(Provided entries Opens)

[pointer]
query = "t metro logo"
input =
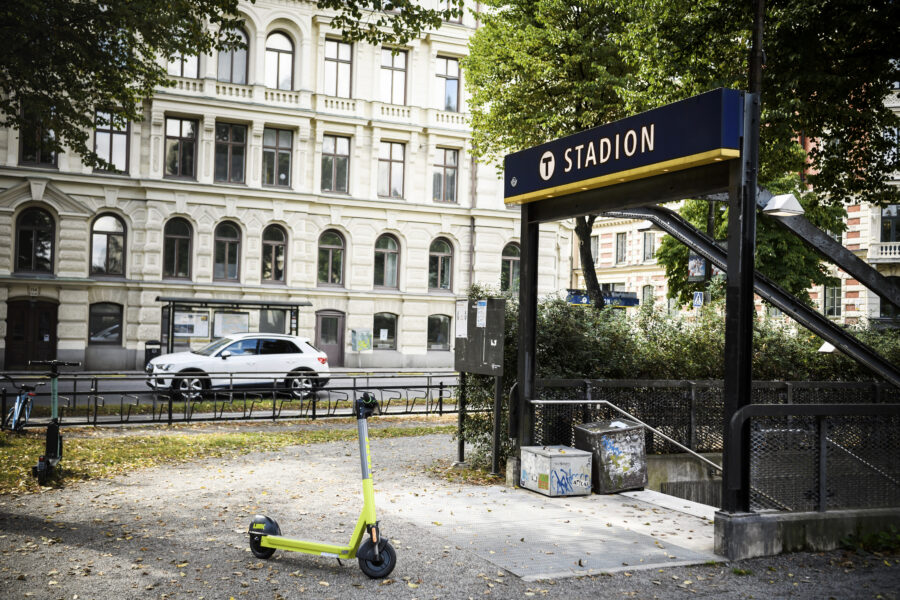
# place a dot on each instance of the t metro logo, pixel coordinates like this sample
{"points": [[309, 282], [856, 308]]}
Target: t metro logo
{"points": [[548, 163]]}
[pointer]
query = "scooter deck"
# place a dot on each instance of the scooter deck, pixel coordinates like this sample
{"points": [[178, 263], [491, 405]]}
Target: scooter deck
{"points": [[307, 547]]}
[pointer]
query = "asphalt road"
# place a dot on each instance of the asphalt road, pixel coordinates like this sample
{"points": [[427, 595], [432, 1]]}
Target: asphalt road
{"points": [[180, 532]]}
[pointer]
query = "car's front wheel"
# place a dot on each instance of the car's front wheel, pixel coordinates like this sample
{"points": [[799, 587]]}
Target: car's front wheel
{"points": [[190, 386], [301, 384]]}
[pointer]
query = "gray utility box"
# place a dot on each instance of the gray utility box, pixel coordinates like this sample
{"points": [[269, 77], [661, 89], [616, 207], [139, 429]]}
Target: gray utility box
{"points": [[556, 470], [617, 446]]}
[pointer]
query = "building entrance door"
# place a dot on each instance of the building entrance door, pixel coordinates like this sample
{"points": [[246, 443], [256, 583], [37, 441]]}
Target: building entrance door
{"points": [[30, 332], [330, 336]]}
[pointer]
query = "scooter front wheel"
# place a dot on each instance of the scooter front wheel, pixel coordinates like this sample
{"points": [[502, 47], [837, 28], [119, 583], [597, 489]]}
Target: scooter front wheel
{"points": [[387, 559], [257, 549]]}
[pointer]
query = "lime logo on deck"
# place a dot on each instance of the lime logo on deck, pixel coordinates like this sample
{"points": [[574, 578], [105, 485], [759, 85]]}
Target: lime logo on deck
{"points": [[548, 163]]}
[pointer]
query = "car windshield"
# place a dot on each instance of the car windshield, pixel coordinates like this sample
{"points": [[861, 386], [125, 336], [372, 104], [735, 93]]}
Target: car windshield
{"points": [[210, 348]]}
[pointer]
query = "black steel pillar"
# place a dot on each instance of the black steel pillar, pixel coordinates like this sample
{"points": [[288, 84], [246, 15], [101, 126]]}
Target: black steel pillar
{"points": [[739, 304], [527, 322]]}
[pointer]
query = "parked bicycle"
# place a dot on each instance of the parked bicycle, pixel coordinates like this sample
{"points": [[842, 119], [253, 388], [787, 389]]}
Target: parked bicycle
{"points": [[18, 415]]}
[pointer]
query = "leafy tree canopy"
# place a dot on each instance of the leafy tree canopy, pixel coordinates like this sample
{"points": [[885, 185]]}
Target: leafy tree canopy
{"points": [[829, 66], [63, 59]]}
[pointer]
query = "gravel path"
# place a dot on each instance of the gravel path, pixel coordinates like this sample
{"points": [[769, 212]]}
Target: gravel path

(Provided entries Closes)

▸ Assignment: Every entry belongs in the answer exactly as written, but no picture does.

▸ Answer for this exercise:
[pointer]
query = "t metro logo"
input =
# place a dot on each instance of the t metro logo, pixel coordinates like this sample
{"points": [[309, 282], [856, 308]]}
Target: t metro logo
{"points": [[548, 163]]}
[pointer]
query = "scooter deck"
# place a dot on each instance of the scooter deck, pixel coordinates like this sample
{"points": [[178, 263], [491, 405]]}
Target: scooter deck
{"points": [[307, 547]]}
[pointer]
query = "asphalt road"
# place a dot on each instance of the asphalt road, pixel coordinates like this sample
{"points": [[427, 595], [432, 1]]}
Target: asphalt road
{"points": [[180, 532]]}
[pointer]
query = "car's front wheel"
# place a dot on each instance of the car's front wheel, pixel coordinates like this sample
{"points": [[799, 587]]}
Target: car's front wheel
{"points": [[190, 386], [301, 384]]}
[pointer]
query = "gray utility box"
# place a dot on each instance of the gray utility box, pixel coordinates like this sample
{"points": [[269, 77], [661, 89], [616, 207], [139, 429]]}
Target: gray utility box
{"points": [[556, 470], [617, 446]]}
[pointer]
query = "building entrance door"
# place a dot on each instance of the building entrance door, pixel coordinates like this sample
{"points": [[246, 443], [256, 583], [37, 441]]}
Target: building entrance door
{"points": [[30, 332], [330, 336]]}
[pointer]
query = "scooter front wheel"
# place a dot on each instance of the scooter front wheel, pixel coordinates like this sample
{"points": [[502, 47], [837, 28], [119, 583], [597, 489]]}
Target: scooter front wheel
{"points": [[387, 559], [257, 549]]}
[pointer]
query = "lime logo on deck"
# place a dot on each instance of the lime logo on deck, pixel coordinates like this sample
{"points": [[574, 578], [105, 485], [759, 85]]}
Target: lime logo on deck
{"points": [[548, 163]]}
[pointer]
query = "car windshield"
# place a dot on each instance of the car windshield, pixel coordinates like this sample
{"points": [[861, 386], [125, 336], [372, 104], [735, 93]]}
Target: car windshield
{"points": [[210, 348]]}
[pointer]
query = "black steel pillar"
# place a dot on each instance of the black steel pillar, pixel coordinates like this sample
{"points": [[288, 84], [246, 15], [101, 126]]}
Target: black steel pillar
{"points": [[739, 304], [527, 322]]}
[pointer]
query = "parked bicycle"
# place a dot on each instance of the parked bicycle, pixel coordinates like this sample
{"points": [[842, 119], [253, 388], [787, 389]]}
Target: parked bicycle
{"points": [[18, 415]]}
[pointer]
query = "leafy tree canopy"
# place a dot on each instance of the leafy tree canopy, pixel coordinates like this sample
{"points": [[885, 185]]}
Target: leafy tree canopy
{"points": [[829, 66], [63, 59]]}
[pointer]
query = "gravel path"
# place a dot on each instance of the gravel path, pixel coordinates like this sample
{"points": [[769, 212]]}
Target: gravel path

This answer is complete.